Only a number is wanted: how many lines of the entries include the string "JSON"?

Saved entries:
=== Section Start ===
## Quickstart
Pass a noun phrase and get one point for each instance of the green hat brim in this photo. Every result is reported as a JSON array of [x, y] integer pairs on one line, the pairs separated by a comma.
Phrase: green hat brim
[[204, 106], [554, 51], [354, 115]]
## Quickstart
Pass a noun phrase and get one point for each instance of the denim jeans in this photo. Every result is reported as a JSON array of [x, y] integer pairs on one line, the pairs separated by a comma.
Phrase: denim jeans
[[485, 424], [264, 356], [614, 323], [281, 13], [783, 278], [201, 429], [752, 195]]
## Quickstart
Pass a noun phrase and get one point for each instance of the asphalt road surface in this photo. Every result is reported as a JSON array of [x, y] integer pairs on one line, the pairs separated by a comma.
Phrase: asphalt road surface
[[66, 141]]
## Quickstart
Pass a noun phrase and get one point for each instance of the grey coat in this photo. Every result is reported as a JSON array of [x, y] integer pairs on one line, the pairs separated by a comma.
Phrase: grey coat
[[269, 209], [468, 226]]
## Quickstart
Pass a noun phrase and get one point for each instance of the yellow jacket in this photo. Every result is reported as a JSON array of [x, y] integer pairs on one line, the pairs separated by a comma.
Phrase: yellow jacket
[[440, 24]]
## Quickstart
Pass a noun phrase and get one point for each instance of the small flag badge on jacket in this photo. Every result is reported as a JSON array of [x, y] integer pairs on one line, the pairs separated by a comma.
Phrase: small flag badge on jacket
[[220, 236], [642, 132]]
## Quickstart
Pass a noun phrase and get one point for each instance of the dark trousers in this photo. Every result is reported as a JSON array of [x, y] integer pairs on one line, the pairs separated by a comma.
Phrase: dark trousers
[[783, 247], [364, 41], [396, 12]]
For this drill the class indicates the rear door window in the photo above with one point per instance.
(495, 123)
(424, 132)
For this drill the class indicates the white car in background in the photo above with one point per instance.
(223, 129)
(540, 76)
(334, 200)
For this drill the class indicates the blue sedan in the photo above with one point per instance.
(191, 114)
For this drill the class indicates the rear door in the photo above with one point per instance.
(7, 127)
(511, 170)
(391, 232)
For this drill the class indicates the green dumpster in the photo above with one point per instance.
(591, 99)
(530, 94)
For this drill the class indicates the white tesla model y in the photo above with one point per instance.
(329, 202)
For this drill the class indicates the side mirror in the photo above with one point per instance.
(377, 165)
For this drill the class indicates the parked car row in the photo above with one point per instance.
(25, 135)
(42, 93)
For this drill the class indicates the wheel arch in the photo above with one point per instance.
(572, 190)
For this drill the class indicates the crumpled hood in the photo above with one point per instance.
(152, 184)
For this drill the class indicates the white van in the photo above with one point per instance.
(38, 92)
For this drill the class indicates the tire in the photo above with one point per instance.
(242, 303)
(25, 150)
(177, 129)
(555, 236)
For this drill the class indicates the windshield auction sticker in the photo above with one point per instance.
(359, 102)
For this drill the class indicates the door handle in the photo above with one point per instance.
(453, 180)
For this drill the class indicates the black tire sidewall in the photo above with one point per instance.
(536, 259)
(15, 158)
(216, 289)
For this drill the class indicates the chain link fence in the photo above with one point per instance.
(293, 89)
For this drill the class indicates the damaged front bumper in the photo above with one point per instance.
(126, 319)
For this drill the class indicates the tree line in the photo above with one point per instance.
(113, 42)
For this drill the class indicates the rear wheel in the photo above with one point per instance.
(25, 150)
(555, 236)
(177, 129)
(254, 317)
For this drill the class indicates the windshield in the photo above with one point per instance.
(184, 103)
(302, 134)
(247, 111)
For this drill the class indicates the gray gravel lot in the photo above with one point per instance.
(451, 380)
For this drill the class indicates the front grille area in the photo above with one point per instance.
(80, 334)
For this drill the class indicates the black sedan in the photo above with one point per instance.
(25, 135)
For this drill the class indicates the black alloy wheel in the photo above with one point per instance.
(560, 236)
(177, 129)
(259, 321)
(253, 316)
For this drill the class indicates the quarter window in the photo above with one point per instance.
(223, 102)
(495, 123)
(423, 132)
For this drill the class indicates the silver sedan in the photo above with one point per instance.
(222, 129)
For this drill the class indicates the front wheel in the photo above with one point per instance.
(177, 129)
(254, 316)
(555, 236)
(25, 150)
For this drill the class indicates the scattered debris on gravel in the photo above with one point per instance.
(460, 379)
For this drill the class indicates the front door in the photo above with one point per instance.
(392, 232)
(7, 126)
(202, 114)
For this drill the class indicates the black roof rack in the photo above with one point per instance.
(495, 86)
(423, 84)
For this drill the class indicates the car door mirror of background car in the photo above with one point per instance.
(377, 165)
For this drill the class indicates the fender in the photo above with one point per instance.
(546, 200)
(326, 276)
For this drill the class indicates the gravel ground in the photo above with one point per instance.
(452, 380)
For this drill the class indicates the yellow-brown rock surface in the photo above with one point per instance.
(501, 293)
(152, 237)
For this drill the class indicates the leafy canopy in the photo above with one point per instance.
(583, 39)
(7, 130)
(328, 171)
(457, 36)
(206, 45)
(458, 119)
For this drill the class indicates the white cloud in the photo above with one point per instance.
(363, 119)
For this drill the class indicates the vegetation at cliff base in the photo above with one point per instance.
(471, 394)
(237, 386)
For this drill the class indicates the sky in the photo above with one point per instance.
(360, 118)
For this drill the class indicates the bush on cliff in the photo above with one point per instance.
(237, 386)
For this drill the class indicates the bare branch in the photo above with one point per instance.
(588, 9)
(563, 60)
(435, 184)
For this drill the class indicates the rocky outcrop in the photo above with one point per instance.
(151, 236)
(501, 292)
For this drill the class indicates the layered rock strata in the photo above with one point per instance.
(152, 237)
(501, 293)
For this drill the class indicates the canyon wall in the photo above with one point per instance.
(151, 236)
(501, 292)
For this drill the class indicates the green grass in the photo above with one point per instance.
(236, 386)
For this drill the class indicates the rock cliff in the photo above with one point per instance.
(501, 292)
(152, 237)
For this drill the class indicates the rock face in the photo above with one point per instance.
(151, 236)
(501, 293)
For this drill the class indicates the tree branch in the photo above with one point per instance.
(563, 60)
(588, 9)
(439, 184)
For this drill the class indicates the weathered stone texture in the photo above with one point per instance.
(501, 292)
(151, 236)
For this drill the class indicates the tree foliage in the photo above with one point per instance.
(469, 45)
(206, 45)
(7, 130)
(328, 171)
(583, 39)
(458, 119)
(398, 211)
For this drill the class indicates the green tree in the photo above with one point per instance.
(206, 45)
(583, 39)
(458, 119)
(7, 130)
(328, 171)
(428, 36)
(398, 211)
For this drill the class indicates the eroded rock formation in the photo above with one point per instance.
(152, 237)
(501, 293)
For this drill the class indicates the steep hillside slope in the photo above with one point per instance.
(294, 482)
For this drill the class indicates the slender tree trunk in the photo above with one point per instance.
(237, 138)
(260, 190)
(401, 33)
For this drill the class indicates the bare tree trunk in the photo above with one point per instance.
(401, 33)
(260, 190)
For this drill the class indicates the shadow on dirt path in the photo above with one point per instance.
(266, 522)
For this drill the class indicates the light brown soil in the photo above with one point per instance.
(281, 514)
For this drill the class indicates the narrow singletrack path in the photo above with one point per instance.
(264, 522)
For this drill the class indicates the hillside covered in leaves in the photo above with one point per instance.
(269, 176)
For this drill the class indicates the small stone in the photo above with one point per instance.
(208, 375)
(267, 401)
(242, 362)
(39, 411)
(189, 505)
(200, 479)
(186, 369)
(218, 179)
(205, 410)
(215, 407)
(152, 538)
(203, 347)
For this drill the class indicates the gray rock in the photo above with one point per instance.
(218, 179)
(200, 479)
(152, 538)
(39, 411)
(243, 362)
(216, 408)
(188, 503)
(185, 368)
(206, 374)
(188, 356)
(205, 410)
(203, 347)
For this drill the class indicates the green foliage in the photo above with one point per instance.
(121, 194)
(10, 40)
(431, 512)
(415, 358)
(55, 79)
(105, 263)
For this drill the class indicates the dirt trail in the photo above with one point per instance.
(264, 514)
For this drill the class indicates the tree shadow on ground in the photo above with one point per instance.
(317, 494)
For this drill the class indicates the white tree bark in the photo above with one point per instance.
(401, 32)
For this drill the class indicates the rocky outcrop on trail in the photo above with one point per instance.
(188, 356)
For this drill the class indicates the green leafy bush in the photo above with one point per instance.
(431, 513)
=== Section End ===
§ Output below
7